* begin Document excerpt *

The two most recent paintings, from 2000-01, “Testament to the Powers that Be (Where Trees Turn to Sand, Residual Colours Stain the Lands)” and “Shrine to the Piggies (The Pigs Hog It All and Defacate and Piss on Where From They Get It and With Whom They Will Not Share. That’s It.),” are more richly colored and traditionally illusionistic in their use of perspective. Though their layering evokes Picabia’s “transparencies,” Baer invents her own opaque iconography that brings to mind Jasper Johns or Marcel Duchamp. Frequent allusions to the power inequities between humans (men vs. women, the corporate state vs. the citizen, and art history vs. individual artist) seem to be embedded in Baer’s epic titles as well as her fascination with man-made systems of control, particularly those that harness or channel the power of water. Images of dams, urinals and toilets, diagrams of male “plumbing” (and perhaps even the “radiators” of her earlier paintings) all point to an interest in the visual manifestation of larger cultural and/or historical predispositions in the most quotidian of details.

* end Document excerpt *
* begin Given data *

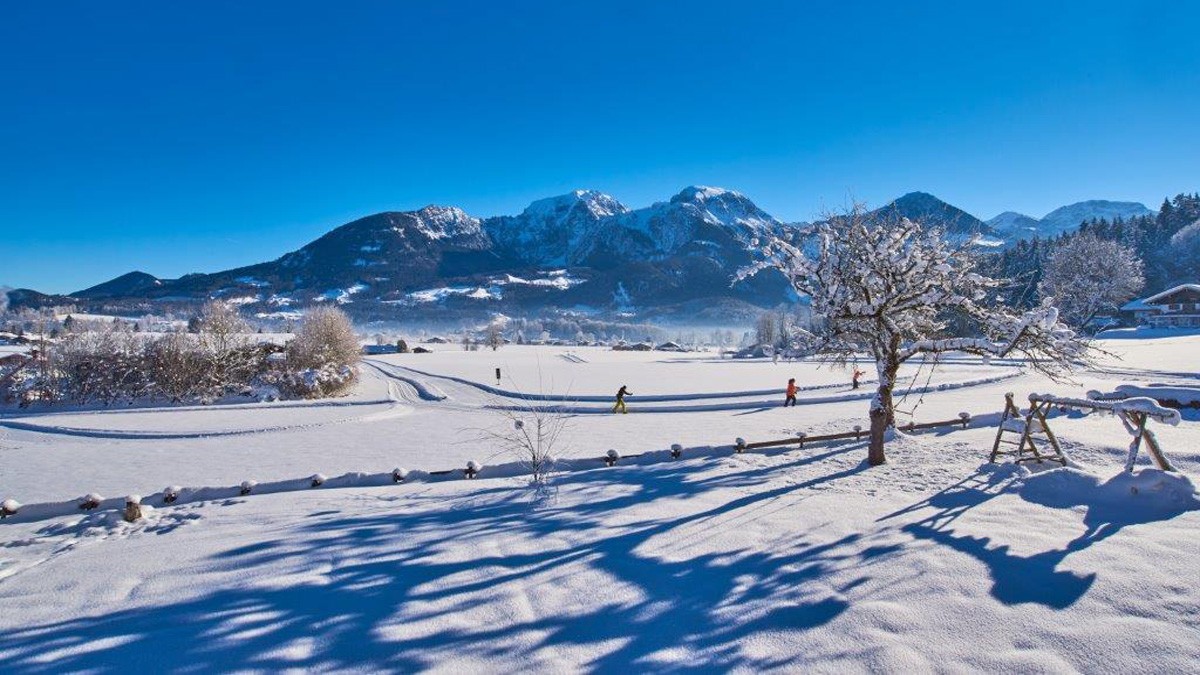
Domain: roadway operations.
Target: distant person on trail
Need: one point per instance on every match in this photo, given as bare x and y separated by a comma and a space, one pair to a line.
621, 400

* end Given data *

* **Requirements**:
a) List the three power inequities between humans that the excerpt on Baer's paintings names.
b) Summarize the excerpt on Baer's paintings in two sentences.

* **Completed exercise**:
a)
- Men vs. women
- The corporate state vs. the citizen
- Art history vs. the individual artist

b) Baer's two most recent paintings, from 2000-01, are more richly colored and more traditionally illusionistic in their perspective, and though their layering evokes Picabia's "transparencies," her own opaque iconography brings to mind Jasper Johns or Marcel Duchamp. Her titles seem to carry allusions to power inequities between humans, and her fascination with man-made systems of control, especially those over water, appears in images of dams, urinals, toilets and diagrams of male "plumbing" that point to larger cultural or historical predispositions in the most everyday details.